Work task 1:
List every Hebrew or Greek word for love named in the sermon excerpt on love.
Work task 2:
In the sermon excerpt on love, what kind of love did the speaker call eros when teaching on relationships as a youth pastor?
Work task 3:
Based on the sermon excerpt on love, mark each statement yes or no and quote the words that decide it: (a) Paul used the Greek word agape. (b) The couple at the wedding were in their early thirties. (c) The room at the wedding was nearly empty.

So, the first fruit that Paul lists in this group of nine is love.

Love is a word that we hear thrown around all over the place today. In his video, “Flame,” pastor and teacher Rob Bell says, “What’s the deal with this word, ‘love?’ I mean I love my wife and I love tacos?” Bell goes on to talk about three different Hebrew words that were used for love (ahava, raya, and dod). Many of you have heard the three most common Greek words used for love (phileo, eros and agape). In English, we have one word that is used and confused in many different ways. Paul used the Greek word, agape, as he described the type of love that a follower of Jesus Christ was to display. Agape was the type of love that was always used to describe God’s love for us. It is a holy love. It is a love that always asks, “What can I do for the other, not what can they do for me.” When I was a youth pastor, and I taught series on relationships, I would talk about this as being a “for you” love and the Greek word eros being a “for me” love. Most love relationships are built upon a “What can this person do for me,” not “What can I do for this person” type of love. And therein lays the problem.

Two years ago, a young man and young woman in their early twenties stood before me in a church. The room was filled. Their parents, grandparents, friends, and relatives had gathered for their wedding day. They were committed to entering their relationship as husband and wife in a holy covenant that was to be held high and esteemed.

Listen to these words from their ceremony.

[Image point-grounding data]
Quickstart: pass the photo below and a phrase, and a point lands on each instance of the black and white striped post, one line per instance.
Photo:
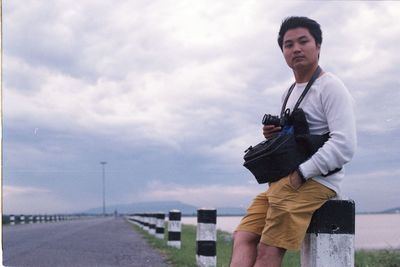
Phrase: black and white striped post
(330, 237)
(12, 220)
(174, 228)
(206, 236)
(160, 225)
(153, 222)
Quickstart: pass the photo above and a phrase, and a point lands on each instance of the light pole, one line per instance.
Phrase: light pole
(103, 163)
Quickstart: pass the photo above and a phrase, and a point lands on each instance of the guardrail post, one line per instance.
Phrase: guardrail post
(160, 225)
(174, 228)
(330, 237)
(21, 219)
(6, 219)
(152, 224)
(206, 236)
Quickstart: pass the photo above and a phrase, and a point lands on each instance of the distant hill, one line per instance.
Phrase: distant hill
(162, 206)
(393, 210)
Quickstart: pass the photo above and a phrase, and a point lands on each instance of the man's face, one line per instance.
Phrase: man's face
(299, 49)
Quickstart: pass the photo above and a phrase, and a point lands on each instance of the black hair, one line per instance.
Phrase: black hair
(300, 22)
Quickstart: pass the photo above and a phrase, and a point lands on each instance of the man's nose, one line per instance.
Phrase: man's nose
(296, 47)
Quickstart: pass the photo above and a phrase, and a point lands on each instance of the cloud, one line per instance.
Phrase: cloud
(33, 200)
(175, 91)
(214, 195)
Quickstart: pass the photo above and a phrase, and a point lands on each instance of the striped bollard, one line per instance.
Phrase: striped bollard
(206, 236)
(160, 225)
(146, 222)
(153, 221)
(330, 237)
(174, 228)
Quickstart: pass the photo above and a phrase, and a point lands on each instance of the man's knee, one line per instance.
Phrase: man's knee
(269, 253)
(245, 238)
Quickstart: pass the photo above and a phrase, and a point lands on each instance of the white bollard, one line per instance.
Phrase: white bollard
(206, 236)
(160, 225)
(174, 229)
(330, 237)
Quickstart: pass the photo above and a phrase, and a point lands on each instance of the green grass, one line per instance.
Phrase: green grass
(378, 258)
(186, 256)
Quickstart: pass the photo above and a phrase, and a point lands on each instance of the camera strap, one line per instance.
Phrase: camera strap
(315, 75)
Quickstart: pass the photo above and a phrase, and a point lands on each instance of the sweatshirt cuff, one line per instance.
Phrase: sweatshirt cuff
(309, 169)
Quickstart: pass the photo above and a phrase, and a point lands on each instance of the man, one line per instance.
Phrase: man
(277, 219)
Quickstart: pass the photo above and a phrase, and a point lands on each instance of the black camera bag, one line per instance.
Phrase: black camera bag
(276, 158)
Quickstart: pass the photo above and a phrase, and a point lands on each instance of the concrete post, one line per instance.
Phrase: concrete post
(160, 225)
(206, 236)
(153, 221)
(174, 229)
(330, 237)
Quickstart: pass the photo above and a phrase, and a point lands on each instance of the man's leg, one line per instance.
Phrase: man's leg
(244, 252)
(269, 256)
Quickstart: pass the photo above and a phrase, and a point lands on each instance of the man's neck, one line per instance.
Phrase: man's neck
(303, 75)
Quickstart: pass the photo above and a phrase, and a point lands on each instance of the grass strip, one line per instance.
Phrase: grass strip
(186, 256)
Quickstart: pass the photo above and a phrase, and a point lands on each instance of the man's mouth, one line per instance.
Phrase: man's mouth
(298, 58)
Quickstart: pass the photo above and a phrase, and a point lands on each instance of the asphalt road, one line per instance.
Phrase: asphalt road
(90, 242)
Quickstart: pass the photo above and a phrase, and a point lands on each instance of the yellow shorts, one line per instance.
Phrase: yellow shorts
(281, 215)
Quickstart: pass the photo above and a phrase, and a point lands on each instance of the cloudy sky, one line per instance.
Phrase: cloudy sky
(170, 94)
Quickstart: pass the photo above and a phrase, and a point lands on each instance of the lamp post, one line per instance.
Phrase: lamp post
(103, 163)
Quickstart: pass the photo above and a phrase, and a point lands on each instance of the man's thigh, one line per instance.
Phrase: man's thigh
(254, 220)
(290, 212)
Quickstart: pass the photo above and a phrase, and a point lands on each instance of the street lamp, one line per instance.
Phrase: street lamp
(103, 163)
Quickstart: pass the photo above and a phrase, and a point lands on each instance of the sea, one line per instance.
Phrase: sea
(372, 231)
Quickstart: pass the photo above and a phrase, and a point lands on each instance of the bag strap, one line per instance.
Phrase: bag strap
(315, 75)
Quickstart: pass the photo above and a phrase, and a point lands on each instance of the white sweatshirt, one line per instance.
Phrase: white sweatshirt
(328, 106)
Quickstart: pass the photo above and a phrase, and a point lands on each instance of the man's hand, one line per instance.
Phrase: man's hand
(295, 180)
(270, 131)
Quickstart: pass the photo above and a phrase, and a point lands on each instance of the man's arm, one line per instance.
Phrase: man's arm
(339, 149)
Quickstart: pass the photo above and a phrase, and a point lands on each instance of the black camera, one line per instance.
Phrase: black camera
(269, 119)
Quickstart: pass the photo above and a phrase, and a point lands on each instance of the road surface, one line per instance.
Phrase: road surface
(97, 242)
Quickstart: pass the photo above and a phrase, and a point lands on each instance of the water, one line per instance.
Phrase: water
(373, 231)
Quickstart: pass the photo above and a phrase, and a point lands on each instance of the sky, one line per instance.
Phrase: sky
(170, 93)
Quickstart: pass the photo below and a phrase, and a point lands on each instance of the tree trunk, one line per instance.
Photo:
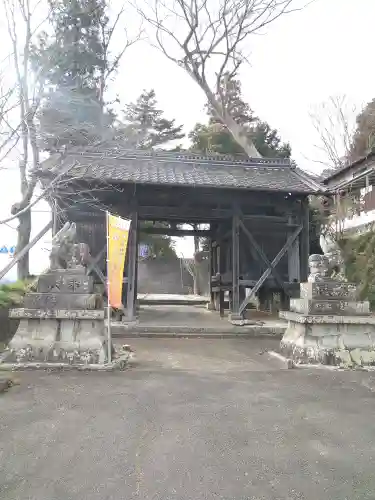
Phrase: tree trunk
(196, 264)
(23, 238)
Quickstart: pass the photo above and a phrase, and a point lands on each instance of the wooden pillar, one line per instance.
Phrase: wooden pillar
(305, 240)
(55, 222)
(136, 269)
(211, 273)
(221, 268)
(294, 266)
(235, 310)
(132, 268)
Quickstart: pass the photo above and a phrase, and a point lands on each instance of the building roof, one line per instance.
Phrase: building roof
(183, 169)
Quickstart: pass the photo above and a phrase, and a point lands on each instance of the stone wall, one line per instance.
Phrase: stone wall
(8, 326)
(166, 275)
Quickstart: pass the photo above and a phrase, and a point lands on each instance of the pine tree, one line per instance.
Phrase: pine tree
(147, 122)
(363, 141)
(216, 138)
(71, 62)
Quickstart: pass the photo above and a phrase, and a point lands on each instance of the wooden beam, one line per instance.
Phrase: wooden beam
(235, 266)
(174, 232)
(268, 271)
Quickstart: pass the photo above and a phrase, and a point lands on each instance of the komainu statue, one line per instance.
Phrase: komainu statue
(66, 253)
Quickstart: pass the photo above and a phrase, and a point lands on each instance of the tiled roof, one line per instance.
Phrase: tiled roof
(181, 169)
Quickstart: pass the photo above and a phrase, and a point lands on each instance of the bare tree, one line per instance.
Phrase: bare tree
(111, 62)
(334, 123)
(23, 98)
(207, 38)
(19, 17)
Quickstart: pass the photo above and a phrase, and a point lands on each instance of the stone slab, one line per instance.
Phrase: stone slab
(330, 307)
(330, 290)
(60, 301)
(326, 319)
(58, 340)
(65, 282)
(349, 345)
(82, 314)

Written answer 1:
ahava, raya, dod, phileo, eros, agape

Written answer 2:
A "for me" love.

Written answer 3:
(a) Yes: "Paul used the Greek word, agape"
(b) No: "a young man and young woman in their early twenties"
(c) No: "The room was filled."